#### What to do:
In the records below, the line containing "Target = black alloy wheel" is the first to keep. Retype it and all later lines exactly, through the end.

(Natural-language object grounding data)
--- START ---

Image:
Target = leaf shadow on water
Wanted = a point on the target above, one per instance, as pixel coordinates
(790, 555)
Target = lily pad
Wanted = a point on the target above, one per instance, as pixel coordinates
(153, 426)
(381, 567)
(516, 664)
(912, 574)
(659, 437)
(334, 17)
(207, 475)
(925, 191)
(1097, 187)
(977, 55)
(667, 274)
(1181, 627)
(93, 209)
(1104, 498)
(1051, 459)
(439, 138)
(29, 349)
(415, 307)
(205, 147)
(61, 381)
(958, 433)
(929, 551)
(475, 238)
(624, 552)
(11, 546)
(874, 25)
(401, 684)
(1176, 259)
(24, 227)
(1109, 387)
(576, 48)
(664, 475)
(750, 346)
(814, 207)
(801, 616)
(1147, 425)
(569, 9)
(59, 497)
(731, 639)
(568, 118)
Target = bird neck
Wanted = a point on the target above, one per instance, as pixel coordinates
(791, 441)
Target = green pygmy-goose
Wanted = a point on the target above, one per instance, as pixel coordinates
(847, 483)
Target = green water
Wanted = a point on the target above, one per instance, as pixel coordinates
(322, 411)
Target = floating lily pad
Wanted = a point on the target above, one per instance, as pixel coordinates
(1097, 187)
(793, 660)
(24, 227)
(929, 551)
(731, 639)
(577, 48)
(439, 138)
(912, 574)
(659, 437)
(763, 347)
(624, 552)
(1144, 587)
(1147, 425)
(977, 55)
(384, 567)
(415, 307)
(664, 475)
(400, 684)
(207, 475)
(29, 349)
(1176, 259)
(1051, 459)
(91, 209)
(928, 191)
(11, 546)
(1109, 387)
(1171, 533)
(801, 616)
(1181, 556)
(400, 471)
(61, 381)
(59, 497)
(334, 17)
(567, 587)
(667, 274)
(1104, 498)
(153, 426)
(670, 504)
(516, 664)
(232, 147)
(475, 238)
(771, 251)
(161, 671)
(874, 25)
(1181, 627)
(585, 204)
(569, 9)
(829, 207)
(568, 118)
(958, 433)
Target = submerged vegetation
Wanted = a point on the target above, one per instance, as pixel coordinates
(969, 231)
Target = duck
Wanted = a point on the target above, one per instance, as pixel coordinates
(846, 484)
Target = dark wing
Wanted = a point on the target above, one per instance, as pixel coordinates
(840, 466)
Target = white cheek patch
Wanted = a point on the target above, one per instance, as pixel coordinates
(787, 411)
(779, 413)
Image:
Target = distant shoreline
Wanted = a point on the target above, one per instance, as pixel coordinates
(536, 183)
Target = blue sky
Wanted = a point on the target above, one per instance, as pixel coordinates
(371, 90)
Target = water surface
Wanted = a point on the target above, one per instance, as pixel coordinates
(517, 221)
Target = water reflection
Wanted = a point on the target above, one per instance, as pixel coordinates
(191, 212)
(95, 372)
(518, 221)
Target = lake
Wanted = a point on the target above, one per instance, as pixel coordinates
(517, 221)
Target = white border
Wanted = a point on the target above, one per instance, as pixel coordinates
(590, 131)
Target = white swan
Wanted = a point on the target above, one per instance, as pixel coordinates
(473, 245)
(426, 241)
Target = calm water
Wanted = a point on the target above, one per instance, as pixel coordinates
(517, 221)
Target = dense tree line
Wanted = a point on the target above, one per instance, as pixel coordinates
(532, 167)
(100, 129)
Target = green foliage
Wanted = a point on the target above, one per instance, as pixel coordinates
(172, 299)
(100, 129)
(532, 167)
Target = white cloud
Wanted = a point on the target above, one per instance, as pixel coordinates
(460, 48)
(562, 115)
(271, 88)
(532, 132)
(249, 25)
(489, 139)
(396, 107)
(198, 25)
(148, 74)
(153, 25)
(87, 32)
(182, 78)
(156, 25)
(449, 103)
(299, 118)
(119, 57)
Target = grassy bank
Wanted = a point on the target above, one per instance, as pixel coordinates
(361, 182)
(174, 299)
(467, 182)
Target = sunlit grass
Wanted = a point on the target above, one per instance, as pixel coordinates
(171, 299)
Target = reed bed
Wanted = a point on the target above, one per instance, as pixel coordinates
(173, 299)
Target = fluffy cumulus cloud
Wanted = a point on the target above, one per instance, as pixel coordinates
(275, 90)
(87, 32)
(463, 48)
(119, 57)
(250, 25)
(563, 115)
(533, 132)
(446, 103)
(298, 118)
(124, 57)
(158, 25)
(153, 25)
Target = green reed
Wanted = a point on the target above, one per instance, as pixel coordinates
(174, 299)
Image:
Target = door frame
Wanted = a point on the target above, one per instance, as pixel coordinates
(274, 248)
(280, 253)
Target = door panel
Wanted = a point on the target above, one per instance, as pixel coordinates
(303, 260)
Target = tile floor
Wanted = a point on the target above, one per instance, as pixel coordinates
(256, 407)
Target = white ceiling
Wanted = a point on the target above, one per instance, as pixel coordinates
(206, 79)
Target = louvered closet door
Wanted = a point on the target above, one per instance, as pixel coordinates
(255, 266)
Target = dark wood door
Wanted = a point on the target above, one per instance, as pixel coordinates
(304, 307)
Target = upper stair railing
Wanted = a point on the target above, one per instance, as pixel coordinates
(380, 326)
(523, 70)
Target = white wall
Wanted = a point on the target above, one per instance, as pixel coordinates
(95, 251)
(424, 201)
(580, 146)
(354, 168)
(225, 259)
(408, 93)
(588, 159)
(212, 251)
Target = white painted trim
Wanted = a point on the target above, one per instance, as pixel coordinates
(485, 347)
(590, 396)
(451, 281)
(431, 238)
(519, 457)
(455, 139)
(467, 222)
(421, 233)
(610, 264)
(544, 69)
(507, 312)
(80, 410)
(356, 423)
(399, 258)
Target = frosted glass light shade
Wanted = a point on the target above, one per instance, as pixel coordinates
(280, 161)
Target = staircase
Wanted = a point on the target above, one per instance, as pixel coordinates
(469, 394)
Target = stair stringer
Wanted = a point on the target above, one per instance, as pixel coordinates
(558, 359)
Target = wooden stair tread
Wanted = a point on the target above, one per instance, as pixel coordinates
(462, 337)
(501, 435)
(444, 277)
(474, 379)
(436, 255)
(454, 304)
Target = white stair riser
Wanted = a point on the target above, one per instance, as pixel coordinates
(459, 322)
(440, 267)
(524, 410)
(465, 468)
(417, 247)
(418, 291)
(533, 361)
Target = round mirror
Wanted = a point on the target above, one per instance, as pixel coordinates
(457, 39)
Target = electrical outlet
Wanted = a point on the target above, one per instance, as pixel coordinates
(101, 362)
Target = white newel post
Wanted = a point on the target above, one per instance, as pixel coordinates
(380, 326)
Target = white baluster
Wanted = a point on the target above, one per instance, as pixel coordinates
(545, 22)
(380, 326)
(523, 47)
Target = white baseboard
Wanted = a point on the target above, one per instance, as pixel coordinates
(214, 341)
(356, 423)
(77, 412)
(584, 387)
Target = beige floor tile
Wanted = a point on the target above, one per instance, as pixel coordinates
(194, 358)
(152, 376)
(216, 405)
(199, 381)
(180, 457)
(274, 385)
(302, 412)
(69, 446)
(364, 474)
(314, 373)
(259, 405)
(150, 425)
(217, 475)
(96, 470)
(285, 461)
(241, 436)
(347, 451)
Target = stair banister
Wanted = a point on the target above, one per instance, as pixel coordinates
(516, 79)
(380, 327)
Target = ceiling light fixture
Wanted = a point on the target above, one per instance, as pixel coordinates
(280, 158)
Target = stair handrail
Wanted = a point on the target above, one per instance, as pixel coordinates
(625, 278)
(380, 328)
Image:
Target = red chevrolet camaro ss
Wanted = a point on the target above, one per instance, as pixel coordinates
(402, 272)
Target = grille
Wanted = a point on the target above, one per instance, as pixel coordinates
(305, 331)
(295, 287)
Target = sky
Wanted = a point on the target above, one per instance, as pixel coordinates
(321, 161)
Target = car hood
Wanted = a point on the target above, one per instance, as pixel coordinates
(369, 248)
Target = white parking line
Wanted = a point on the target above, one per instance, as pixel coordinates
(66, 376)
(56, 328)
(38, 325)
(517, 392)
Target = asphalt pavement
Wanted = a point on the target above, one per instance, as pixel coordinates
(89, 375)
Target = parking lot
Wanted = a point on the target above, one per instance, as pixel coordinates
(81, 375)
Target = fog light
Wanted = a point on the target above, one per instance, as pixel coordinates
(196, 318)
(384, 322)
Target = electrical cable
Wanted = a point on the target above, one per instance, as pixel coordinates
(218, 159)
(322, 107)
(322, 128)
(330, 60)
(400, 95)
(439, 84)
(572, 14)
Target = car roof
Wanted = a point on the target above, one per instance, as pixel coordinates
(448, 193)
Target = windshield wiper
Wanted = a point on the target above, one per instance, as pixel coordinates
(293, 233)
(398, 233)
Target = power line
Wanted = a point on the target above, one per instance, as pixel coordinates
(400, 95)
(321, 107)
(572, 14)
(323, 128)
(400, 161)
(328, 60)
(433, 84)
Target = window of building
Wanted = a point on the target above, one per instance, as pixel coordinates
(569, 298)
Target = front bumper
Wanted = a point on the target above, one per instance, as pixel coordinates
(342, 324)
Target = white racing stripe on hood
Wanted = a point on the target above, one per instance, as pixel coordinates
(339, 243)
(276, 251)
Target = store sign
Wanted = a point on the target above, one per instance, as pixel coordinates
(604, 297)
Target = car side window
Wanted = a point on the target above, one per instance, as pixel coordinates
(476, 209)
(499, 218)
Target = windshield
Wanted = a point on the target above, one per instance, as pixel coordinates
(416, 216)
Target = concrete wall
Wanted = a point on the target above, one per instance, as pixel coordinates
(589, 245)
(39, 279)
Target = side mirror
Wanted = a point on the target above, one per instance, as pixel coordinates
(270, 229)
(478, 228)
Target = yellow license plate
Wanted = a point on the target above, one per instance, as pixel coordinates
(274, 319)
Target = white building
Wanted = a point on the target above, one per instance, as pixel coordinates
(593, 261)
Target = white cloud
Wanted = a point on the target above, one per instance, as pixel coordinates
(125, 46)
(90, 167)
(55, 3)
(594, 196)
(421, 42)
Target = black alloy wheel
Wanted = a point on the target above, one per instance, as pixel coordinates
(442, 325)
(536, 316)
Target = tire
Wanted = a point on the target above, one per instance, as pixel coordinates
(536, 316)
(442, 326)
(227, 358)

--- END ---

#### Solution for this task:
Target = black alloy wheel
Wanted = a point on the target above, one per instance, as pixel coordinates
(442, 325)
(536, 316)
Target = tire
Wanted = a point on the target above, one per instance, as pixel coordinates
(536, 316)
(442, 326)
(227, 358)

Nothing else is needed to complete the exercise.